The expected response is the full listing, retyped exactly, without its images.

........

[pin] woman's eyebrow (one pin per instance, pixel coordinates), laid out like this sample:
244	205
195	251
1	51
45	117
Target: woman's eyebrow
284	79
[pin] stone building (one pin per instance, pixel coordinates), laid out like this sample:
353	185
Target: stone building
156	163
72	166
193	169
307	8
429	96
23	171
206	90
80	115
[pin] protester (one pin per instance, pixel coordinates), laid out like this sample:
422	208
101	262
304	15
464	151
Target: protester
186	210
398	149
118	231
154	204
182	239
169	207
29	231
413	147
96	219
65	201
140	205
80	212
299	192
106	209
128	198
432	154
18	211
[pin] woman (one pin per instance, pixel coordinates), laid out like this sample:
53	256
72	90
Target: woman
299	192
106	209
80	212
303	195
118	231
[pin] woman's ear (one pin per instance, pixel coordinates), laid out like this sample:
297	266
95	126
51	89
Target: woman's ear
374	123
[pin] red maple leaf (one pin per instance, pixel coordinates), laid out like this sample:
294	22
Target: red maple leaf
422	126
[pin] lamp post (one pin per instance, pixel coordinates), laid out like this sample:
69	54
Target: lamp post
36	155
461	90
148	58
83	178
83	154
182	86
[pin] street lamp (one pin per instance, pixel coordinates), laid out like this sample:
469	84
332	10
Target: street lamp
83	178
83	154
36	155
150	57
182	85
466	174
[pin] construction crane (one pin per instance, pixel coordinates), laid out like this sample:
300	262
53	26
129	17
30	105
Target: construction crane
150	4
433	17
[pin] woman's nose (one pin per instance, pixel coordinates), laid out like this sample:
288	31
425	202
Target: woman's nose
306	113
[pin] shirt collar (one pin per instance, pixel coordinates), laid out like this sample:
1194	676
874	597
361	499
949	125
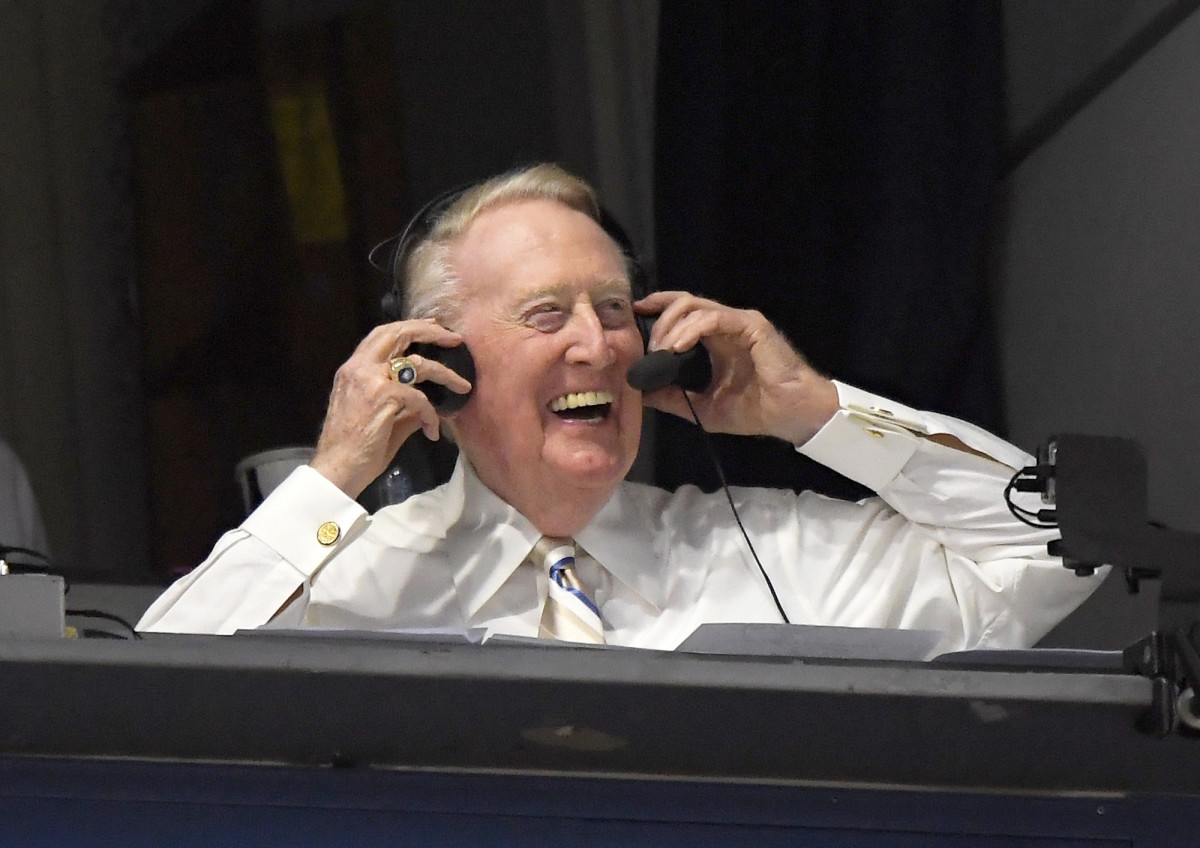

........

> COMPLETED TASK:
[pin] woman's eyebrow (one pin per instance, pixel coordinates), laid out like this sample:
244	205
195	251
1	51
45	117
Target: woman's eyebrow
284	79
[pin] stone building (one pin per instance, pixel coordinates), laid out like this sample:
353	185
Target: stone building
156	163
72	166
193	169
307	8
429	96
23	171
206	90
80	115
[pin] protester (one pin per instance, pixel coordinates), laid out like this sample:
422	208
101	262
304	15
464	151
Target: protester
186	210
398	149
118	231
154	204
182	239
169	207
29	231
413	147
96	219
65	201
140	205
80	212
299	192
106	209
128	198
432	154
18	211
[pin] woman (one pin per instance, pixel coordinates), laid out like this sample:
53	256
72	90
Target: woman
299	192
106	209
80	212
303	195
118	231
[pin] woman's ear (one pin per instance, pixel coordinates), laid out like this sample:
297	266
95	126
51	89
Target: woman's ear
374	123
[pin] red maple leaf (one pin per instance, pixel coordinates), laid out like this sample:
294	22
Target: red maple leaf
422	126
[pin] lamp post (one pin per instance, pixel coordinates), laid out like this sample:
69	54
Target: lamp post
36	155
461	90
148	58
83	178
83	154
182	86
[pin] street lamp (one pin per instance, pixel coordinates), laid out like this sample:
469	84
332	10
Target: street lamp
83	178
83	154
36	155
150	57
182	85
466	174
[pin] construction crane (one pin per instance, pixel coordinates), laid out like this sample:
300	262
53	26
129	17
30	105
Target: construction crane
150	4
433	17
[pin] woman's nose (one pin per instance, pixel coordinates), laid out like this sample:
288	31
425	202
Target: woman's nose
306	113
[pin] shirt collar (one pin per instance, pixel coordinates), laid out like this sample:
1194	676
874	597
361	499
949	125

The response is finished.